++++ TEXTE À LIRE ++++

Tous les indicateurs le confirment maintenant, l’année 2018 est celle de la dégradation de l’activité, aucun marché ne semblant plus en mesure de résister à la contraction de la demande. L’analyse de Michel Mouillart, Professeur d’Economie, FRICS.
Même l’amélioration (spectaculaire) des conditions de crédit, l’assouplissement (exceptionnel) des modalités d’octroi des prêts et une adaptation remarquable de l’offre bancaire à la situation créée par la dégradation/disparition des soutiens publics à la demande n’ont pu contrecarrer les tendances récessives des marchés. C’est dans ce paysage que le resserrement des conditions d’octroi des prêts qui se renforce maintenant va amplifier les tendances récessives des marchés.
Des taux d’intérêt inférieurs à l’inflation
Depuis la fin du printemps dernier, les taux des crédits immobiliers aux particuliers se maintiennent à bas niveau, dans le contexte d’une concurrence par les taux toujours très vive entre les banques. Dans le secteur concurrentiel, hors assurance et coût des sûretés, ils étaient ainsi à 1,43 % d’après l’Observatoire Crédit Logement/CSA. Il est habituel de souligner le caractère exceptionnel d’une telle situation même si, par le passé, ils étaient descendus plus bas encore, à 1,28 % en novembre 2016, mais dans un environnement économique très différent.

++++

- **ÉNONCÉ**
Pouvez-vous poursuivre l'analyse ci-dessus sur le crédit immobilier en 2018, en enchaînant juste après sa dernière phrase ?

++++ LIGNES DE DONNÉES ++++

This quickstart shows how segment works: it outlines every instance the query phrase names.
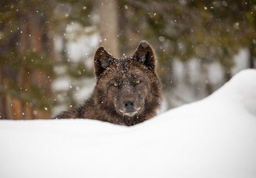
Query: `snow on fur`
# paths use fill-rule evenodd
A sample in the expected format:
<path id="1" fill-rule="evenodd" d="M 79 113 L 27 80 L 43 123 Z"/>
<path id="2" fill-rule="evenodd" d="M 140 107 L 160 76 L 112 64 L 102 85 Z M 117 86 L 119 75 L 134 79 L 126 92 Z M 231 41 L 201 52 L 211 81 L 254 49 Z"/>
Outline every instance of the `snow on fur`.
<path id="1" fill-rule="evenodd" d="M 1 177 L 255 177 L 256 70 L 127 127 L 0 121 Z"/>

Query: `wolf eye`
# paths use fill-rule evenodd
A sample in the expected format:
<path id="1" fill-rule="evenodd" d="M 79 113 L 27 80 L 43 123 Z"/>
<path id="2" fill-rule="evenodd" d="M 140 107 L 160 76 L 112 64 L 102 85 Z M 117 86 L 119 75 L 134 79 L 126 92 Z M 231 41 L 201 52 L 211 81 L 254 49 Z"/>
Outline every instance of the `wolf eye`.
<path id="1" fill-rule="evenodd" d="M 116 82 L 115 82 L 114 84 L 113 84 L 113 85 L 115 86 L 115 87 L 117 87 L 118 86 L 118 84 Z"/>
<path id="2" fill-rule="evenodd" d="M 135 80 L 135 83 L 136 83 L 137 84 L 139 84 L 139 83 L 140 83 L 140 80 L 139 80 L 138 79 L 136 79 L 136 80 Z"/>

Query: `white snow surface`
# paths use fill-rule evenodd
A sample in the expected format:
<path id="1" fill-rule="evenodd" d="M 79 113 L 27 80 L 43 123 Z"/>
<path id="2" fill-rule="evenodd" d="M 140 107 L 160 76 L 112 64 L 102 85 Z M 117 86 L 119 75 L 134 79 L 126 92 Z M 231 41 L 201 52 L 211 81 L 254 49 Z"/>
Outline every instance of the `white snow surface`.
<path id="1" fill-rule="evenodd" d="M 0 177 L 256 177 L 256 70 L 133 126 L 1 120 Z"/>

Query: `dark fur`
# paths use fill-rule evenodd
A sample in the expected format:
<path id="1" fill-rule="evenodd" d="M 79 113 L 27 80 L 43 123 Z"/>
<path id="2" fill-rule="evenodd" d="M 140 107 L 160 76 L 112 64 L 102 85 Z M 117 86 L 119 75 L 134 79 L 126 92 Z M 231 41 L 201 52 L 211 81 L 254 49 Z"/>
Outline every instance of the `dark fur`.
<path id="1" fill-rule="evenodd" d="M 133 125 L 156 115 L 161 106 L 161 84 L 155 58 L 148 43 L 141 42 L 134 55 L 122 59 L 114 58 L 101 46 L 94 60 L 97 81 L 92 96 L 54 118 L 89 118 Z M 139 84 L 136 83 L 137 79 Z M 124 106 L 128 99 L 134 101 L 132 108 Z"/>

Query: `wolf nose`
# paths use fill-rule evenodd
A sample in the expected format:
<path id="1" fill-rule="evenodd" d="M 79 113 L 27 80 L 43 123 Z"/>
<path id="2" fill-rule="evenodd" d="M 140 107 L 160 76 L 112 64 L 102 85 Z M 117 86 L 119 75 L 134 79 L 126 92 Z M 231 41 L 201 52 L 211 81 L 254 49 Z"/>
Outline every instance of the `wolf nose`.
<path id="1" fill-rule="evenodd" d="M 133 99 L 127 99 L 123 102 L 123 105 L 126 109 L 132 109 L 134 106 L 135 101 Z"/>

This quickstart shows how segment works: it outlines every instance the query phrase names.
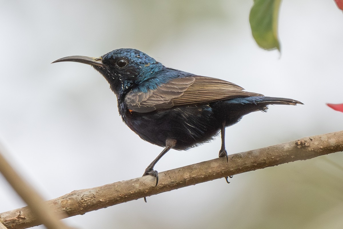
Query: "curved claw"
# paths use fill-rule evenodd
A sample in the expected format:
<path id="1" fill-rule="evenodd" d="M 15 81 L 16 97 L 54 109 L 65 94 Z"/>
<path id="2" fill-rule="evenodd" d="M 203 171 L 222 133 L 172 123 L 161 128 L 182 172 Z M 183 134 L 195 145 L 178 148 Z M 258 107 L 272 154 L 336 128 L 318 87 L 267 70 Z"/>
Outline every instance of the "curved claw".
<path id="1" fill-rule="evenodd" d="M 228 180 L 229 178 L 229 177 L 230 178 L 232 178 L 233 177 L 233 176 L 225 176 L 225 179 L 226 180 L 226 183 L 227 183 L 228 184 L 229 184 L 230 182 Z"/>
<path id="2" fill-rule="evenodd" d="M 226 157 L 226 161 L 229 162 L 229 158 L 227 157 L 227 151 L 225 149 L 221 149 L 219 151 L 219 157 Z"/>
<path id="3" fill-rule="evenodd" d="M 155 186 L 156 187 L 157 186 L 157 184 L 158 183 L 158 172 L 156 170 L 154 170 L 152 169 L 146 169 L 142 176 L 146 176 L 146 175 L 150 175 L 151 176 L 154 176 L 156 178 L 156 184 L 155 185 Z"/>
<path id="4" fill-rule="evenodd" d="M 156 184 L 155 185 L 155 186 L 156 187 L 156 186 L 157 186 L 157 184 L 158 183 L 158 172 L 156 170 L 147 169 L 145 170 L 145 171 L 144 172 L 144 174 L 143 174 L 143 175 L 142 176 L 147 175 L 153 176 L 156 178 Z M 144 197 L 144 201 L 146 203 L 146 197 Z"/>

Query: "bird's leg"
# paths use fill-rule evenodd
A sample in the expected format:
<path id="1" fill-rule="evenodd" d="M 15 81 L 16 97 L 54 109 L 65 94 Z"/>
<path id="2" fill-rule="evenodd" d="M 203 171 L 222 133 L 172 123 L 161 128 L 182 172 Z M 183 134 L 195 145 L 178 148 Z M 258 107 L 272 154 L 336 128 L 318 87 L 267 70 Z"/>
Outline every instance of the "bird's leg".
<path id="1" fill-rule="evenodd" d="M 145 172 L 143 174 L 143 176 L 146 175 L 151 175 L 156 178 L 156 184 L 155 186 L 157 186 L 157 184 L 158 183 L 158 173 L 156 170 L 154 170 L 154 166 L 156 164 L 157 162 L 163 157 L 163 155 L 166 154 L 167 152 L 169 151 L 170 149 L 175 146 L 176 144 L 176 140 L 174 139 L 167 139 L 166 140 L 166 147 L 162 151 L 161 153 L 158 154 L 157 157 L 155 159 L 155 160 L 152 161 L 150 164 L 145 169 Z M 146 203 L 146 197 L 144 197 L 144 201 Z"/>
<path id="2" fill-rule="evenodd" d="M 143 174 L 143 176 L 146 175 L 151 175 L 156 178 L 156 184 L 155 187 L 157 186 L 157 184 L 158 183 L 158 173 L 156 170 L 154 170 L 154 166 L 156 164 L 157 162 L 163 157 L 163 155 L 166 154 L 167 152 L 169 151 L 170 149 L 175 146 L 176 144 L 176 141 L 174 139 L 167 139 L 166 141 L 166 147 L 162 151 L 157 157 L 155 159 L 152 161 L 150 164 L 145 169 L 145 171 Z"/>
<path id="3" fill-rule="evenodd" d="M 219 151 L 219 157 L 226 157 L 226 161 L 228 162 L 227 151 L 225 149 L 225 122 L 223 123 L 223 125 L 220 128 L 220 132 L 222 135 L 222 148 Z"/>
<path id="4" fill-rule="evenodd" d="M 229 159 L 227 157 L 227 151 L 225 149 L 225 122 L 223 123 L 223 125 L 220 128 L 220 132 L 222 135 L 222 147 L 219 151 L 219 157 L 226 157 L 226 161 L 228 162 Z M 232 178 L 232 176 L 225 177 L 225 179 L 226 180 L 226 182 L 228 184 L 230 183 L 228 180 L 229 177 Z"/>

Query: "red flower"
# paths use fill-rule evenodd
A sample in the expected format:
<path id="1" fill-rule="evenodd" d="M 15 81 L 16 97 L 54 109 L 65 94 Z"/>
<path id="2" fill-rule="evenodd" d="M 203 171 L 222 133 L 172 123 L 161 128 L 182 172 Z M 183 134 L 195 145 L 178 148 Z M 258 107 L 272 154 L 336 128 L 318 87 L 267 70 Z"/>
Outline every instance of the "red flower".
<path id="1" fill-rule="evenodd" d="M 326 105 L 331 107 L 335 111 L 343 112 L 343 103 L 341 104 L 332 104 L 332 103 L 327 103 Z"/>
<path id="2" fill-rule="evenodd" d="M 340 9 L 343 10 L 343 0 L 335 0 L 335 1 L 336 2 L 337 7 Z"/>

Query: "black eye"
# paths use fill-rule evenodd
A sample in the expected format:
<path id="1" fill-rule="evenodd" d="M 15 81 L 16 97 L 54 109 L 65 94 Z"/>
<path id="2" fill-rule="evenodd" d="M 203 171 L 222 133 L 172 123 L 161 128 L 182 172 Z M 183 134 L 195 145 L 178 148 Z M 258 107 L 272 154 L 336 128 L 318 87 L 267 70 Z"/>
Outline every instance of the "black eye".
<path id="1" fill-rule="evenodd" d="M 128 64 L 128 62 L 126 61 L 126 60 L 124 59 L 121 59 L 118 60 L 118 61 L 117 61 L 117 66 L 118 66 L 118 67 L 123 68 L 125 66 L 126 66 Z"/>

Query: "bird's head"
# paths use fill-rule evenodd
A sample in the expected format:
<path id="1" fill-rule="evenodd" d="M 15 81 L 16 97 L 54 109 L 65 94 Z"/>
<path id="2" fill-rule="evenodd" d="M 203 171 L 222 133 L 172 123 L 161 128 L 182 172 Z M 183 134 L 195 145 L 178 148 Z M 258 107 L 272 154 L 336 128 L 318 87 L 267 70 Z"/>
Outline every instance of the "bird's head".
<path id="1" fill-rule="evenodd" d="M 100 57 L 72 56 L 52 62 L 74 61 L 92 66 L 103 75 L 117 95 L 123 91 L 141 84 L 154 77 L 164 66 L 137 49 L 115 49 Z"/>

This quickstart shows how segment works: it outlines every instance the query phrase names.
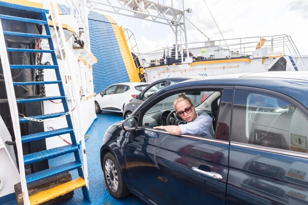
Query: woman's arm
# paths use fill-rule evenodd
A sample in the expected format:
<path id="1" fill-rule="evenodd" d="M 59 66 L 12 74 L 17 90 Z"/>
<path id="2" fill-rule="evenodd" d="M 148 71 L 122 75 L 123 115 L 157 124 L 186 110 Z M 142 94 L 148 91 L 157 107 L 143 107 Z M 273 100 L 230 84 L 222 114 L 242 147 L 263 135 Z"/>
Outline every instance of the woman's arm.
<path id="1" fill-rule="evenodd" d="M 157 126 L 157 127 L 153 127 L 153 128 L 166 130 L 173 135 L 180 135 L 182 134 L 180 127 L 178 125 Z"/>

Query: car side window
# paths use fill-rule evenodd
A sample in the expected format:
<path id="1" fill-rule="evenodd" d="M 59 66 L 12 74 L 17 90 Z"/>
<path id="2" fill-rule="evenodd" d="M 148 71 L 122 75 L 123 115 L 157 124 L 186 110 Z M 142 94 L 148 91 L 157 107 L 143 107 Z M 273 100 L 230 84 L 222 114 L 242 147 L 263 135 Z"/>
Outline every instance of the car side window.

++++

- **RÉPONSE ATTENDUE**
Les prix à la consommation augmentaient alors de 0,3 %, en rythme annuel. Et comme les coûts des ressources qui permettent de financer et/ou de refinancer la production de crédits immobiliers aux particuliers étaient aussi très bas (avec par exemple un taux de l’OAT à 10 ans à 0,66 %, contre 0,82 % en octobre dernier), la situation ne semblait pas inquiéter les autorités monétaires. Mais depuis, la reprise de l’inflation est venue bouleverser l’environnement des marchés financiers : le rythme annuel de l’inflation s’est établi à 2 % en octobre et les taux d’intérêt réels (donc, corrigés de l’inflation) qui étaient déjà négatifs avant le début de l’été ont de nouveau reculé, créant une situation inédite depuis 1974. D’autant que face à une demande qui s’est affaiblie dès l’automne 2017 et afin de limiter l’impact de la dégradation des soutiens publics à la primo-accession à la propriété sur leur activité, les établissements bancaires ont aussi allongé les durées des prêts qu’ils proposent aux ménages. Ainsi, depuis le début de l’année, la durée des prêts bancaires s’est accrue de 6 mois, après avoir déjà augmenté de 5 mois au cours de l’année 2017. Au total, les durées actuelles sont revenues à leurs niveaux des années 2006- 2007, lorsque les autorités monétaires alertaient avec insistance les établissements bancaires et financiers sur le risque qu’ils encouraient en cas de détérioration rapide de leur environnement monétaire et financier.
En outre, les établissements bancaires ont assoupli les conditions d’octroi des prêts accordés et, ce faisant, ils sont amenés à servir des clientèles de plus en plus modestes, faiblement dotées en apport personnel : depuis le début de l’année, les banques s’efforcent ainsi d’éviter une chute rapide de la production de crédits, donc de leur activité. Aussi n’est-il pas étonnant de constater, comme l’a fait récemment Crédit Logement/CSA, que les emprunteurs modestes puissent obtenir des crédits sur 20 ans (voire sur 25 ans)… et (très) très rarement sur 30 ans et plus. On remarquera d’ailleurs à ce sujet que les prêts sur plus de 30 ans représentent en France moins de 0,05 % de la production de crédits immobiliers (d’après l’Observatoire du financement du logement de CSA qui analyse chaque année plus de 10 % de l’ensemble des opérations immobilières financées à crédit) : ce qui représente un peu moins de 600 opérations immobilières chaque année. Il s’agit donc d’un micromarché que seuls des acteurs dont les parts de marchés excèdent les 20 % peuvent sérieusement observer.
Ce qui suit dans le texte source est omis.